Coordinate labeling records

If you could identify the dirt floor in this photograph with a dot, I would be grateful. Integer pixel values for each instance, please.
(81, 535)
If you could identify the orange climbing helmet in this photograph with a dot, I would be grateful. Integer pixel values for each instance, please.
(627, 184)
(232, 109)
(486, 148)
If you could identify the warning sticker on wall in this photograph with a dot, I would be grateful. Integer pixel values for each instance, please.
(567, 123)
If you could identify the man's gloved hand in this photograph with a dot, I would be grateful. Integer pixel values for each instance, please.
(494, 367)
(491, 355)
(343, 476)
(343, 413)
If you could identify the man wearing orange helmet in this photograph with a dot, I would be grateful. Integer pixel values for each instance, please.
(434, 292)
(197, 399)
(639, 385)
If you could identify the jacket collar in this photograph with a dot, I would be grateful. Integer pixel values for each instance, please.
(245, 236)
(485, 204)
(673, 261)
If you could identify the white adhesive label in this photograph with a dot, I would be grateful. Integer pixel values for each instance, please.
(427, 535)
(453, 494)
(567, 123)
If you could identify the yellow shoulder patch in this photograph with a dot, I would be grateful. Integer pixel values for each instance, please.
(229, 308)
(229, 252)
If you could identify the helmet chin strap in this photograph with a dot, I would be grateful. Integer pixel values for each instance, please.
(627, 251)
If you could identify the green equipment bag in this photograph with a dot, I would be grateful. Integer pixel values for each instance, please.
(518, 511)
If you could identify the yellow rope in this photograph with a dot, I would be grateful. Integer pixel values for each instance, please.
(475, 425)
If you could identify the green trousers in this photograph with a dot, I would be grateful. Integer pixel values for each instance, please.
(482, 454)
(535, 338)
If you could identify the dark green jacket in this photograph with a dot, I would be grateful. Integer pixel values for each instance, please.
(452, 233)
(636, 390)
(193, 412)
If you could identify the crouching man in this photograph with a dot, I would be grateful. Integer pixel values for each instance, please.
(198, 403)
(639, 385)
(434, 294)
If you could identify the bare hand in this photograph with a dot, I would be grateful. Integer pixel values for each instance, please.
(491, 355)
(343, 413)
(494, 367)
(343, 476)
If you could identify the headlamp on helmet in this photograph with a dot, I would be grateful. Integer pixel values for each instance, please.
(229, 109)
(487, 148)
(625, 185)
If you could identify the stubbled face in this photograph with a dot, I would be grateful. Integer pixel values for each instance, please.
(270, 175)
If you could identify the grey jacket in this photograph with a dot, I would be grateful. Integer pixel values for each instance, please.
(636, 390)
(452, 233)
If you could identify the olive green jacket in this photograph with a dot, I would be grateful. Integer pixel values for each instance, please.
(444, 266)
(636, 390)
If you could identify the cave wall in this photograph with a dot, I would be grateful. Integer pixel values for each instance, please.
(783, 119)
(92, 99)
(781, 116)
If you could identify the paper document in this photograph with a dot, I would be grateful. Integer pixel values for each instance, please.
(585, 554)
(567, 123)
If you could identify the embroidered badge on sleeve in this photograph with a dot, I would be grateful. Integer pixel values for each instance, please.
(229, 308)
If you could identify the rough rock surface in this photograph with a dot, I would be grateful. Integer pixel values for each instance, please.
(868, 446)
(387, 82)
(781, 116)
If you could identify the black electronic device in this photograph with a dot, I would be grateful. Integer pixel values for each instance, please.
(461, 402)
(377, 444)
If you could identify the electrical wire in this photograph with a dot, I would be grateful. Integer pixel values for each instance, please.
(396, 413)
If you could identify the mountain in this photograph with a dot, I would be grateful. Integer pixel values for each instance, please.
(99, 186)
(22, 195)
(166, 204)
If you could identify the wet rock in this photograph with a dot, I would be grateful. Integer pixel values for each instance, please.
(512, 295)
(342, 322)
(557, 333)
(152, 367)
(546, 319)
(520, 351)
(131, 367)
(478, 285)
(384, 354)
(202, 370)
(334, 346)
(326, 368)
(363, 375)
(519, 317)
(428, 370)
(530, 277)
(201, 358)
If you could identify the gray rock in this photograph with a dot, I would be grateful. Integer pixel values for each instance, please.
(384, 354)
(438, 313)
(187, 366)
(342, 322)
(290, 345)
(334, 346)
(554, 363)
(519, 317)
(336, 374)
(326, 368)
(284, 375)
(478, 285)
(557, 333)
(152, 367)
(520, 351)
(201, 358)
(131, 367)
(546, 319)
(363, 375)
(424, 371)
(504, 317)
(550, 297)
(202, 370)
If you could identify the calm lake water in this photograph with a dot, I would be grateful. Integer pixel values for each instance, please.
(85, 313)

YOUR INSTRUCTIONS | Copy out every one of these records word for word.

SOLUTION FOR THIS TASK |
If you could identify the dirt floor in this photograph with a dot, I would be grateful. Integer pixel values for each instance, please.
(81, 535)
If you could identify the orange climbing helmet in this photograph with a dot, I would be grateful. Integer pixel values for each instance, please.
(627, 184)
(232, 109)
(486, 148)
If you could identify the warning sticker on wall in this photograph with a dot, I would be grateful. Integer pixel values for each instance, please.
(567, 123)
If you could identify the man's gloved hand in this photograph with a dot, I would be grateful. Integer pixel values for each instance, please.
(494, 367)
(491, 355)
(343, 476)
(343, 413)
If you could identify the man wearing orange helmet in this photograph with a dot, I would be grateful. Integer pixel values for each instance, please.
(434, 292)
(197, 399)
(639, 385)
If you could identify the jacket collar in this photograph with a dot, I would be grateful. Integer pixel values for each instance, please.
(245, 236)
(485, 204)
(673, 261)
If you could identify the white adhesive label in this photograph with a dot, I would be grateful. Integer pixel values for each instance, please.
(427, 535)
(453, 494)
(567, 123)
If you could identify the yellow shoulder patch in this photograph with a dot, I would be grateful. Integer pixel values for each instance, please.
(229, 308)
(229, 252)
If you could identify the helmet chin strap in this photograph with a dot, I would be grateful. Integer pixel values for each instance, please.
(627, 251)
If you could identify the green equipment bag in this photograph with a dot, I would be grateful. Integer pixel values for each instance, please.
(518, 511)
If you could identify the yellow rope in this photograph with a dot, I would be grateful. Integer pixel values for each instance, please.
(475, 425)
If you could identify the green trousers in this photograph with a dot, I would be grateful. Integer pixel values for each instance, please.
(482, 454)
(535, 338)
If you could identify the dark green jacket in this photograph with a dot, I would be grateful. Integer pixel values for each instance, please.
(452, 233)
(636, 390)
(193, 412)
If you could identify the crouching man in this photograph with a dot, I would be grateful. Integer pixel values for each instance, please.
(198, 403)
(639, 385)
(434, 294)
If you could identify the bare hand in this photograph with a dot, I would be grateful. Integer pixel values for each instance, please.
(491, 355)
(343, 413)
(494, 367)
(343, 476)
If you could identify the headlamp on helmet in this photograph with a dot, I would be grateful. Integer pixel values for each instance, please.
(229, 109)
(487, 148)
(625, 185)
If you could identify the stubbled face in this photograph with a dot, I would be grateful. Integer pixel values for each instance, please.
(270, 175)
If you could identify the grey jacket in this photograph with a dot, I would be grateful. Integer pixel values for each instance, please.
(636, 390)
(452, 233)
If you could identify the olive green jacket in this photograph with a dot, I would be grateful. Integer pixel values for each instance, please.
(444, 266)
(636, 390)
If you could identify the cave wall in this photograph with a dot, I would be grateful. Integer pixel values for each instance, please.
(783, 119)
(92, 99)
(781, 116)
If you could identify the paper document in this photograph with a dot, I would be grateful. Integer pixel values for each instance, please.
(585, 554)
(567, 123)
If you could identify the embroidered badge on sleeve in this photograph with a dot, I would be grateful. Integer pixel values for each instance, please.
(229, 308)
If you could identify the rough rock surface in this photograph with a dot, I would be grateful. Integer pixel values for each instance, please.
(868, 446)
(387, 82)
(781, 116)
If you could identify the black electronic device in this photograph with a dot, I would be grateful. Integer pixel values for each instance, please.
(461, 402)
(377, 444)
If you could identify the electrical wire in this photograph with a dot, I would be grateful. Integer pixel values for each instance, please.
(396, 413)
If you could identify the mountain in this photograph with a dot, I would be grateful. Integer pixel values for each instance, please.
(99, 186)
(22, 195)
(166, 204)
If you could identify the wet rock in this photograph with a dot, I would be grateful. Integer pixel values for each instance, please.
(512, 295)
(342, 322)
(557, 333)
(152, 367)
(546, 319)
(520, 351)
(131, 367)
(478, 285)
(384, 354)
(202, 370)
(334, 346)
(326, 368)
(363, 375)
(519, 317)
(428, 370)
(530, 277)
(201, 358)
If you could identify the gray rock in this photograph with a dot, I would be grateful. Integer pixel values for each instance, please.
(384, 354)
(438, 313)
(187, 366)
(342, 322)
(290, 345)
(334, 346)
(554, 363)
(519, 317)
(336, 374)
(326, 368)
(284, 375)
(478, 285)
(557, 333)
(152, 367)
(520, 351)
(201, 358)
(131, 367)
(546, 319)
(363, 375)
(424, 371)
(504, 317)
(550, 297)
(202, 370)
If you could identify the calm lake water in this photograph with a dot, I would be grateful. Integer pixel values for each instance, please.
(85, 313)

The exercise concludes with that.